§ **WHAT IS REQUIRED**: Reproduce the listing from its start through the line containing "left=935, top=536, right=967, bottom=570", both included, with the requests kept intact. Add -147 to every bounding-box coordinate in the answers, leaving the numbers in the requests and their format samples unchanged.

(Entries from an annotation dataset)
○ ○ ○ ○ ○ ○ ○
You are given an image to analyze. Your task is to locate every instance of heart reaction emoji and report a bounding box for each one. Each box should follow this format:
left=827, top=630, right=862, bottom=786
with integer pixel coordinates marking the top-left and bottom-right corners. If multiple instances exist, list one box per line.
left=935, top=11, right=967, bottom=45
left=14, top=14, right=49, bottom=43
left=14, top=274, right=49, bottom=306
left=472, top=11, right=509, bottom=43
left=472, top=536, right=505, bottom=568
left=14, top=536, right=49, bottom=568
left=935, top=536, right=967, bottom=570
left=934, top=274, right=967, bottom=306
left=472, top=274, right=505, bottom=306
○ ○ ○ ○ ○ ○ ○
§ **THE RESULT**:
You are given an image to analyze. Your task is to locate every instance of heart reaction emoji and report a bounding box for each one. Each box should follow this format:
left=827, top=630, right=862, bottom=786
with integer pixel coordinates marking the top-left and bottom-right corners. If multiple instances exist, list one box per line.
left=788, top=-136, right=820, bottom=-102
left=-133, top=-133, right=-98, bottom=-104
left=-133, top=127, right=-98, bottom=159
left=325, top=-136, right=362, bottom=-104
left=325, top=389, right=358, bottom=421
left=-133, top=389, right=-98, bottom=421
left=788, top=389, right=820, bottom=423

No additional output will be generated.